[Point localization data]
□ □ □ □ □
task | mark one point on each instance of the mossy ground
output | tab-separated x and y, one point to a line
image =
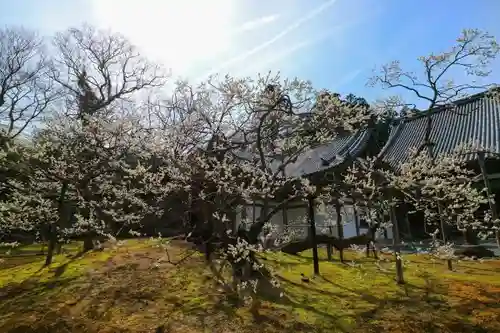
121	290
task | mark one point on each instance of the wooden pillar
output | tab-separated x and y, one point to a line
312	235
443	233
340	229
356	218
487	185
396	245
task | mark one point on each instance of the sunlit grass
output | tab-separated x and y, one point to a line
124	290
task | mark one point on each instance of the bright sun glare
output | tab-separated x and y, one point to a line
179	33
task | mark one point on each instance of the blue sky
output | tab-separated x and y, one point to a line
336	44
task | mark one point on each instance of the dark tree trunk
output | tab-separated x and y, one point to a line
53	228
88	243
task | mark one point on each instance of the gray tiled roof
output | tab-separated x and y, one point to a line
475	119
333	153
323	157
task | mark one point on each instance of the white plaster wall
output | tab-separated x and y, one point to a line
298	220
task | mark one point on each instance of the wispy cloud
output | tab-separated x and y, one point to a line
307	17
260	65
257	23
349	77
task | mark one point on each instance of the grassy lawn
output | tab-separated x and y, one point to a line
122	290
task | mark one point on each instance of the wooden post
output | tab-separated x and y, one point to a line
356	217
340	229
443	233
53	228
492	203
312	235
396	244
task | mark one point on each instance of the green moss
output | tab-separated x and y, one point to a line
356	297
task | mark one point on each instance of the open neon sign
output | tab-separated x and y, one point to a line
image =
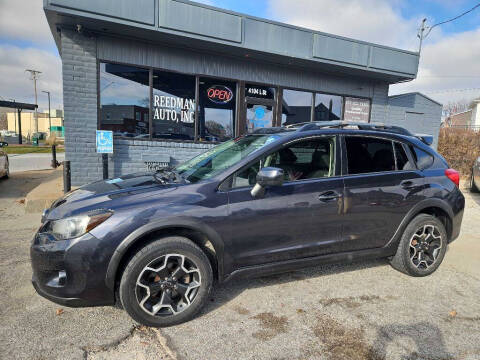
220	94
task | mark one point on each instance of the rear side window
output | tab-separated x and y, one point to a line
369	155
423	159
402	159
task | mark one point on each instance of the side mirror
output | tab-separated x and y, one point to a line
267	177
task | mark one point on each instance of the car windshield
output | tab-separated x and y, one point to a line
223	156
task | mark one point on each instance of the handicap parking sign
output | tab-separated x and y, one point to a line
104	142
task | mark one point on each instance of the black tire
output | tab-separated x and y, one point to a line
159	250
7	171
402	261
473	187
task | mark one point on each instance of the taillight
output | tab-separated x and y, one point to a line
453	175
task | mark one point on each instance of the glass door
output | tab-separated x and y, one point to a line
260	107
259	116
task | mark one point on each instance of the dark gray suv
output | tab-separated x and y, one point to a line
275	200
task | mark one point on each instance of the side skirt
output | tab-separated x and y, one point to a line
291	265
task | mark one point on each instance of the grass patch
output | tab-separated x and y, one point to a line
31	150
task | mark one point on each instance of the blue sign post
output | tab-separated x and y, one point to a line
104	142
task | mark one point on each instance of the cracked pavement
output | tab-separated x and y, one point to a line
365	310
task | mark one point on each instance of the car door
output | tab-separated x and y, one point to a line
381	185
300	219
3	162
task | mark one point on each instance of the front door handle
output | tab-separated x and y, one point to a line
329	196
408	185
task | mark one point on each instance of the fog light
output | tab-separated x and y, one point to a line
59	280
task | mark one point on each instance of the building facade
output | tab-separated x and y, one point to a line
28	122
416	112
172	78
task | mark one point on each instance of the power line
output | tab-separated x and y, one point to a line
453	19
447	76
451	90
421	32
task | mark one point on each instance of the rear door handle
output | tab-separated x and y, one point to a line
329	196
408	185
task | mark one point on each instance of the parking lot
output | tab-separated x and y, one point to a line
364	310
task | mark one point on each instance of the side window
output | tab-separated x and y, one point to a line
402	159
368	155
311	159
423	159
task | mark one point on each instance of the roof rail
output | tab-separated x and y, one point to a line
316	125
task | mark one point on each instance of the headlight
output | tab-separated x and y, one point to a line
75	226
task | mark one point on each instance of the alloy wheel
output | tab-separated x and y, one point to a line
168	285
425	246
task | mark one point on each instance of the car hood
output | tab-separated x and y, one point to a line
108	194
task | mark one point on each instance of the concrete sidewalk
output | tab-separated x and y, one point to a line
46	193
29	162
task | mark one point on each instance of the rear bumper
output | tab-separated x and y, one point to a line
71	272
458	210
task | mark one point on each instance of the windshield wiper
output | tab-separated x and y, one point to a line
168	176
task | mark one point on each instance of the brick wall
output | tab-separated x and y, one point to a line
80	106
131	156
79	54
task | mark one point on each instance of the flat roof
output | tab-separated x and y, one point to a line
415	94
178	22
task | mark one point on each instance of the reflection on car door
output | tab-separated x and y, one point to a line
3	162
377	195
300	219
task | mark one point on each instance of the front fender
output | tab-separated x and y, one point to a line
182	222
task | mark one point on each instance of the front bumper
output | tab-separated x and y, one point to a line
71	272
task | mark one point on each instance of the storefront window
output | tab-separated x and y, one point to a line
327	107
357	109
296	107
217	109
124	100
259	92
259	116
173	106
□ □ □ □ □
GOAL OF THE EXERCISE: Write out every line, unchanged, from the one containing "task | mark one point on each instance of the concrete" through the closing line of the data.

SOLUTION BELOW:
task | mark one point on each instance of the concrete sidewalk
output | tab-separated x and y, one point to a line
46	193
29	162
task | mark one point on each instance of the rear bumper
output | tab-separated x and y, one point to a line
71	272
458	210
task | mark one point on each instance of the windshield wiper
output | tab-separated x and y, one point to a line
168	176
task | mark one point on each instance of the brick wall
output | tab-separated x and y, one point to a line
80	106
131	156
79	54
task | mark one point on each instance of the flat roof
output | tab-separated x and y, one point to a line
415	94
178	22
task | mark one point on each instance of the reflection on car door
output | tab-separated x and y, one point to a line
3	162
377	195
300	219
task | mark one point on each instance of the front fender
output | tab-separated x and y, one point to a line
182	222
task | mark one point on each instance of the front bumper
output | tab-separated x and y, one point to a line
71	272
task | mark one point on each instance of the storefront window
output | tab-separated x and y, one point to a line
327	107
357	109
296	107
217	109
124	100
259	92
259	116
173	106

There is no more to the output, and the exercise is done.